◆ **EXERCISE REQUIREMENTS**:
From the listing that follows, extract every line and set it down unaltered.

◆ **Pointing dataset excerpts**:
* * * * * * *
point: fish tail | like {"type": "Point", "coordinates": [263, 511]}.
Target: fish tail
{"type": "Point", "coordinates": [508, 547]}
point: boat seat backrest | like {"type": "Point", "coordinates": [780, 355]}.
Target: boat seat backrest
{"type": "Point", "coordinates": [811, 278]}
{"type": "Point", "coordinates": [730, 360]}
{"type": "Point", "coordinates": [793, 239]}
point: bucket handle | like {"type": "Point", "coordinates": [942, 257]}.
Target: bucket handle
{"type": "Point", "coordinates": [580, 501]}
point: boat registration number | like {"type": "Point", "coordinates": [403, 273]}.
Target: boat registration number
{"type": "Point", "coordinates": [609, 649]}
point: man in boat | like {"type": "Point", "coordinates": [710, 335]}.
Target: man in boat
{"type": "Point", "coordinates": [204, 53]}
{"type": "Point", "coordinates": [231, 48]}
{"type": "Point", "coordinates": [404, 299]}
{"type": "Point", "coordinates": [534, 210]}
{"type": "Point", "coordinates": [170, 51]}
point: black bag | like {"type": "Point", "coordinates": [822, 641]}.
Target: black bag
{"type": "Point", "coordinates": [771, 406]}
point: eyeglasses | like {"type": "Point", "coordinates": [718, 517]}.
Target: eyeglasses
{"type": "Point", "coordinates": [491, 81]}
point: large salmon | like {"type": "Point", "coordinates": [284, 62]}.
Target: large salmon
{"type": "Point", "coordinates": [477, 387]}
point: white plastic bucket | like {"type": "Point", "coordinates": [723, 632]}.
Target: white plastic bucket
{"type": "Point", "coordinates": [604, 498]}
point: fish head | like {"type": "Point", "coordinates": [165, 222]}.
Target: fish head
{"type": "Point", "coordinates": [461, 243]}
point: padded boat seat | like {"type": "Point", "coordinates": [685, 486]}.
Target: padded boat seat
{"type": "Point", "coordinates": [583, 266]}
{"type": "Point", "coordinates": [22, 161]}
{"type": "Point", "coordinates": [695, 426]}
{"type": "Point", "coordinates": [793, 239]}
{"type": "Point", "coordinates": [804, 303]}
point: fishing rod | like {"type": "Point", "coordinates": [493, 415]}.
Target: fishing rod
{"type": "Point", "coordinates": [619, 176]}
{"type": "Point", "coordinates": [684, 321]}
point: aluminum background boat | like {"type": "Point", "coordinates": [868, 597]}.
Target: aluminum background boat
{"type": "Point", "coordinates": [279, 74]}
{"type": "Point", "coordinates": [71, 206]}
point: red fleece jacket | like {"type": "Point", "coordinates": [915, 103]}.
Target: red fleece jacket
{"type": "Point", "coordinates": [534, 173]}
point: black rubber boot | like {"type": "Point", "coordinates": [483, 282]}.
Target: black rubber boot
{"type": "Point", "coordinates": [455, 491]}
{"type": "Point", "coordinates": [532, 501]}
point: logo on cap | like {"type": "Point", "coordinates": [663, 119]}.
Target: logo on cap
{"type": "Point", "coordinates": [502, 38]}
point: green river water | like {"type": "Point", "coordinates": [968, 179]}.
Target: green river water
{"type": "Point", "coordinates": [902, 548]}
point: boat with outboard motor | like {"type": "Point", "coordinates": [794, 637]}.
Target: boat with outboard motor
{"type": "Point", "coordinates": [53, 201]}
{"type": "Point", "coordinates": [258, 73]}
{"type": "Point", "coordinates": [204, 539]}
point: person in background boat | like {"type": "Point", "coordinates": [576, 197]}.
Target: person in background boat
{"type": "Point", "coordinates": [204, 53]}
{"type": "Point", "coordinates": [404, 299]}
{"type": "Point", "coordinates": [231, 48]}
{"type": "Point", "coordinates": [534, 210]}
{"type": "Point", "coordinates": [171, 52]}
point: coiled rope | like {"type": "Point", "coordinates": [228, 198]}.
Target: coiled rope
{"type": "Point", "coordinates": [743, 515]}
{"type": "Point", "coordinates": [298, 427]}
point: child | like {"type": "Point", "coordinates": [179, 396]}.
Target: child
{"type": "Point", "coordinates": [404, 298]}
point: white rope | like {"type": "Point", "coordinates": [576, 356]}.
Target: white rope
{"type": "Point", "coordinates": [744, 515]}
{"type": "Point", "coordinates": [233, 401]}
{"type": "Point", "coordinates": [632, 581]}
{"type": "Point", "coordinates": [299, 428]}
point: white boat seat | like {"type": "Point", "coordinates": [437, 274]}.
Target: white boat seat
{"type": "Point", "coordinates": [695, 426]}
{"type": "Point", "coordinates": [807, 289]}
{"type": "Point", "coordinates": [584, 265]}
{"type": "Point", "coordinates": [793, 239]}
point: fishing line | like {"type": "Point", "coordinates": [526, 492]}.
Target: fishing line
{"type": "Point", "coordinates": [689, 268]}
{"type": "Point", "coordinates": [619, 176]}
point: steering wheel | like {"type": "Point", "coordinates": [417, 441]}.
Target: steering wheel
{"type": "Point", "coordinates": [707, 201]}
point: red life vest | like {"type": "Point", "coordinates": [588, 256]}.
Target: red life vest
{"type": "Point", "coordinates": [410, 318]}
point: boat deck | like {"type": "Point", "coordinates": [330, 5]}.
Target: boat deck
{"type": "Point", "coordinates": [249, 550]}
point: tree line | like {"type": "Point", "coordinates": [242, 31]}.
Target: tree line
* * * * * * *
◆ **SOLVED EXERCISE**:
point: fish tail | like {"type": "Point", "coordinates": [263, 511]}.
Target: fish tail
{"type": "Point", "coordinates": [508, 547]}
point: boat seat backrest | like {"type": "Point", "coordinates": [780, 355]}.
Target: boat seat backrest
{"type": "Point", "coordinates": [811, 278]}
{"type": "Point", "coordinates": [730, 360]}
{"type": "Point", "coordinates": [793, 239]}
point: bucket handle | like {"type": "Point", "coordinates": [942, 257]}.
Target: bucket handle
{"type": "Point", "coordinates": [580, 501]}
point: boat registration number | like {"type": "Point", "coordinates": [403, 273]}.
Target: boat registration number
{"type": "Point", "coordinates": [609, 649]}
point: man in boat | like {"type": "Point", "coordinates": [710, 335]}.
Target: man in boat
{"type": "Point", "coordinates": [204, 53]}
{"type": "Point", "coordinates": [231, 48]}
{"type": "Point", "coordinates": [404, 299]}
{"type": "Point", "coordinates": [534, 210]}
{"type": "Point", "coordinates": [170, 51]}
point: black bag | like {"type": "Point", "coordinates": [822, 641]}.
Target: black bag
{"type": "Point", "coordinates": [771, 406]}
point: eyeglasses | like {"type": "Point", "coordinates": [718, 517]}.
Target: eyeglasses
{"type": "Point", "coordinates": [491, 81]}
point: large salmon | like {"type": "Point", "coordinates": [284, 62]}.
Target: large salmon
{"type": "Point", "coordinates": [477, 387]}
point: white plastic bucket | like {"type": "Point", "coordinates": [723, 632]}.
Target: white plastic bucket
{"type": "Point", "coordinates": [604, 498]}
point: fish head | like {"type": "Point", "coordinates": [165, 222]}.
Target: fish head
{"type": "Point", "coordinates": [461, 243]}
point: padded boat seat | like {"type": "Point", "coordinates": [685, 486]}.
Target: padded boat seat
{"type": "Point", "coordinates": [583, 266]}
{"type": "Point", "coordinates": [22, 161]}
{"type": "Point", "coordinates": [695, 426]}
{"type": "Point", "coordinates": [793, 239]}
{"type": "Point", "coordinates": [804, 303]}
point: fishing rod | like {"type": "Point", "coordinates": [493, 415]}.
Target: fishing rod
{"type": "Point", "coordinates": [619, 176]}
{"type": "Point", "coordinates": [684, 321]}
point: aluminum background boat | like {"type": "Point", "coordinates": [868, 597]}.
Target: aluminum background boat
{"type": "Point", "coordinates": [279, 74]}
{"type": "Point", "coordinates": [71, 206]}
point: red fleece jacket | like {"type": "Point", "coordinates": [915, 103]}.
Target: red fleece jacket
{"type": "Point", "coordinates": [534, 173]}
point: black rubber boot | like {"type": "Point", "coordinates": [483, 282]}.
Target: black rubber boot
{"type": "Point", "coordinates": [455, 491]}
{"type": "Point", "coordinates": [532, 501]}
point: logo on cap | like {"type": "Point", "coordinates": [663, 119]}.
Target: logo on cap
{"type": "Point", "coordinates": [502, 38]}
point: green river water | like {"type": "Point", "coordinates": [968, 179]}.
Target: green river water
{"type": "Point", "coordinates": [902, 548]}
point: boat with outboard motor | like {"type": "Point", "coordinates": [794, 637]}.
Target: boat with outboard motor
{"type": "Point", "coordinates": [53, 201]}
{"type": "Point", "coordinates": [258, 73]}
{"type": "Point", "coordinates": [204, 539]}
point: person in background boat | like {"type": "Point", "coordinates": [576, 197]}.
Target: person in background boat
{"type": "Point", "coordinates": [204, 53]}
{"type": "Point", "coordinates": [404, 299]}
{"type": "Point", "coordinates": [231, 48]}
{"type": "Point", "coordinates": [534, 210]}
{"type": "Point", "coordinates": [171, 52]}
point: coiled rope | like {"type": "Point", "coordinates": [228, 198]}.
Target: coiled rope
{"type": "Point", "coordinates": [743, 515]}
{"type": "Point", "coordinates": [298, 427]}
point: child | like {"type": "Point", "coordinates": [179, 396]}.
Target: child
{"type": "Point", "coordinates": [404, 298]}
point: white rope | like {"type": "Point", "coordinates": [576, 356]}.
Target: white rope
{"type": "Point", "coordinates": [744, 515]}
{"type": "Point", "coordinates": [233, 401]}
{"type": "Point", "coordinates": [632, 581]}
{"type": "Point", "coordinates": [299, 428]}
point: white boat seat | like {"type": "Point", "coordinates": [437, 274]}.
Target: white boat seat
{"type": "Point", "coordinates": [695, 426]}
{"type": "Point", "coordinates": [807, 289]}
{"type": "Point", "coordinates": [584, 265]}
{"type": "Point", "coordinates": [793, 239]}
point: fishing line | like {"type": "Point", "coordinates": [526, 492]}.
Target: fishing line
{"type": "Point", "coordinates": [689, 268]}
{"type": "Point", "coordinates": [619, 176]}
point: steering wheel | like {"type": "Point", "coordinates": [417, 441]}.
Target: steering wheel
{"type": "Point", "coordinates": [707, 201]}
point: red life vest | like {"type": "Point", "coordinates": [588, 256]}.
Target: red life vest
{"type": "Point", "coordinates": [410, 318]}
point: boat deck | like {"type": "Point", "coordinates": [330, 5]}.
Target: boat deck
{"type": "Point", "coordinates": [249, 550]}
point: tree line | like {"type": "Point", "coordinates": [242, 31]}.
Target: tree line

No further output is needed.